*CONSIGNES:*
1) Reproduisez le récit de la plage de Popenguine de « Le Margouillat s'est » à « pour mes fesses! », en rebaptisant partout « falaise » en « dune ».
2) Prolongez le récit de la plage de Popenguine à la suite de sa dernière phrase.

Voici quelques mois, j'ai rencontré un artiste peintre. Un toubab retraité sympathique qui me raconta une bien jolie histoire.
Le Margouillat s'est chargé de sa rédaction.

Plage de Popenguine. Il doit être onze heure du matin.
Le soleil monte au zénith. La mer est d'huile. Je suis assis, le cul dans le sable, devant le restaurant "L'écho Côtier". Je regarde la plage, l'océan, la falaise.
A quelques mètres de moi, une horde modeste de toubabs vient d'arriver. L'apéro sur les transats rouge va être matinal... J'aurais aussi aimé m'y vautrer. Trop cher le Fanta ananas pour mes fesses!
Cheikh a déjà installé ses sculptures d'oiseaux. Il me fait un signe amical, un sourire. Je lui souhaite de vendre aujourd'hui. Hier, il n'a pas fait un cfa. C'est Sénégal!
Quelques gosses passent; ils jouent avec un gros bidon de plastique. C'est comme ça qu'on apprend à devenir Fadiga ou Bokandé.
Une petite fille suit timidement, quelques mètres en retrait, les dribbles, les passes et les shoots des garçons. Leurs rires, leur plaisir ne semblent pas l'atteindre. Elle est vêtue d'une robe courte, rouge à petits pois blancs. Ses cheveux sont tressés, constellés de minuscules perles de toutes les couleurs. Elle est si belle! Semble "ailleurs"...
Je la regarde. Nos regards se croisent. Elle vient vers moi. S'arrête à deux pas de mes pieds nus. Timide, elle me regarde pourtant dans les yeux, m'observe encore un instant, puis, me salue avec une petite voix douce: "Bonjour Monsieur".
Je lui réponds en Wolof "Malekum salam! Noo Tuddu?"
- Je m'appelle Marie. Vous ne parlez pas français?

*DONNÉES ENREGISTRÉES:*
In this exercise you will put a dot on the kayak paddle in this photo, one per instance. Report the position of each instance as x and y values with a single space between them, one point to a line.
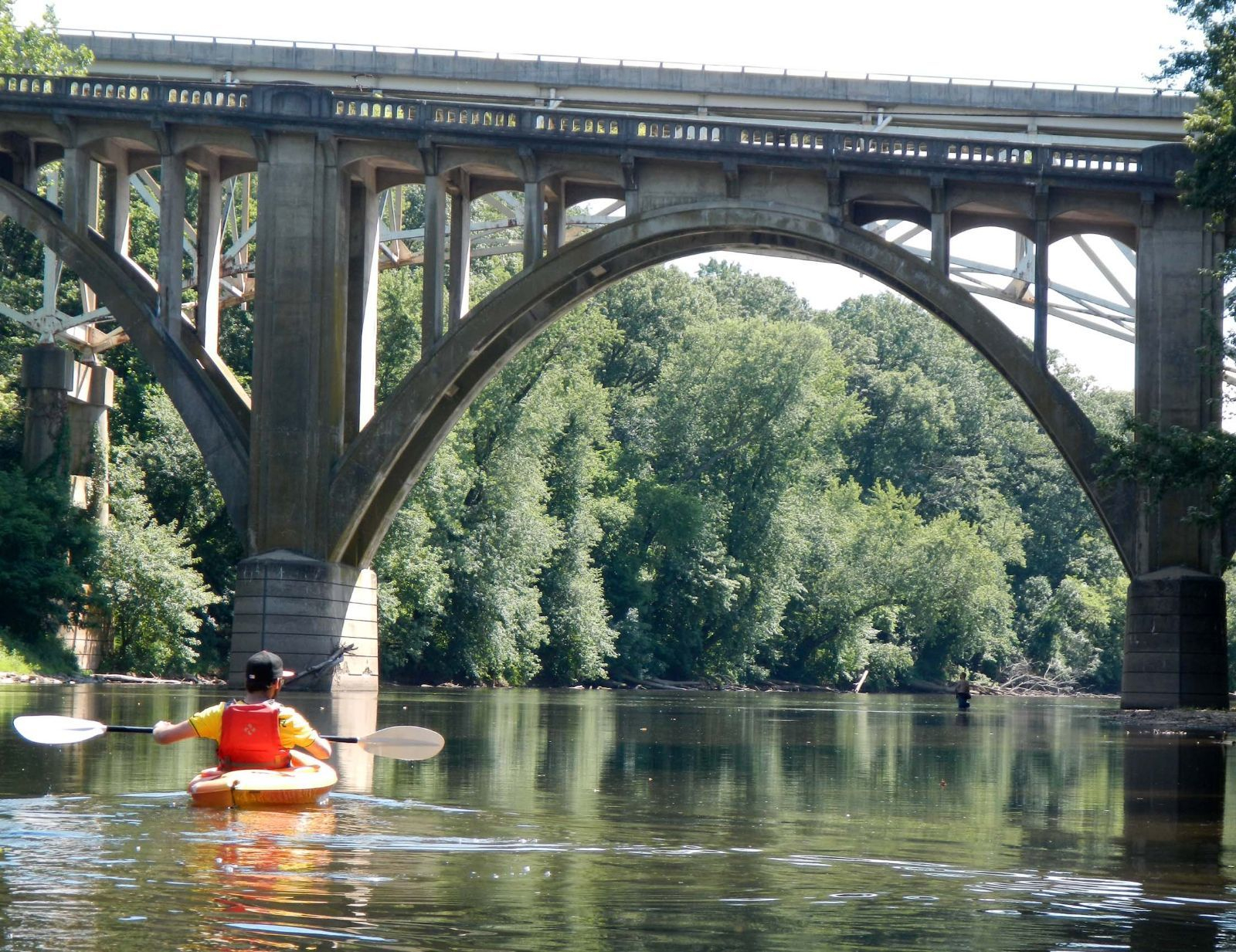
402 742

*RÉPONSES:*
1)
Le Margouillat s'est chargé de sa rédaction.

Plage de Popenguine. Il doit être onze heure du matin.
Le soleil monte au zénith. La mer est d'huile. Je suis assis, le cul dans le sable, devant le restaurant "L'écho Côtier". Je regarde la plage, l'océan, la dune.
A quelques mètres de moi, une horde modeste de toubabs vient d'arriver. L'apéro sur les transats rouge va être matinal... J'aurais aussi aimé m'y vautrer. Trop cher le Fanta ananas pour mes fesses!

2)
Je suis étonné. Je balbutie "heu, oui! Si si!". Il est si rare qu'un enfant aborde en français, vouvoie avec tant de douceur, de politesse.
- Tu parles bien le français pour ton âge! Je te félicite! Tu vas à l'école, ici, à Popenguine?
Je suis stupide! La gamine doit avoir six ou sept ans et, même si elle était scolarisée, elle n'aurait pas ce niveau et cette absence d'accent...
- Je ne vais pas encore à l'école. J'habite ici avec Tonton Georges.
Je devine une situation particulière et, avec délicatesse, ma curiosité va m'offrir une histoire singulière. Enrichie, éclairée ensuite par "Tonton Georges"
Marie est Lébou. Elle s'appelle en réalité Tiné. Elle va avoir 6 ans. Elle vit dans une jolie case, modeste mais confortable. La maison de "Tonton Georges", ancien diacre belge, venu au Sénégal voici 20 ans pour assister au pèlerinage annuel à la Basilique Notre-Dame de la Délivrande. Il n'est jamais reparti. Marabouté sans doute par la vierge noire...
Georges ne s'est jamais marié. Pour l'avoir souvent côtoyé depuis ma rencontre avec Marie, je sais que ce vieux toubab est ce que l'on nomme un "brave homme". Sain!
Côtoyer Dieu ne l'a accablé d'aucune faiblesse. Malgré, je l'avoue, un à priori compréhensible, j'ai pu rapidement évacuer toute suspicion sur une éventuelle perversion.
Il aime la Petite comme un grand père attentionné, attentif. Et, tellement plus encore au vu de la situation.
La maman de Marie s'est enfuie de Guet Ndar après avoir été violée par un vague cousin.
Armateur fortuné de Saint Louis, âgé et influent, cet indélicat personnage réussit à retourner son crime contre sa victime. La parole d'une jeune femme de 17 ans ne pèse pas bien lourd face à un gros propriétaire de pirogues de haute mer qui fait travailler des dizaines de familles ...
Battue par ses frères, ses parents, ses oncles et tantes, rejetée par ses sœurs, Combé quitta la concession avant que les aiguilles à tricoter de l'avorteuse ne passent la porte...
Si on peut deviner l'errance précaire de la Maman de Marie, on n'attrape le fil de son chemin de croix qu'à la dernière station, celle qui la voit entrer dans le presbytère de l'abbé Dominique.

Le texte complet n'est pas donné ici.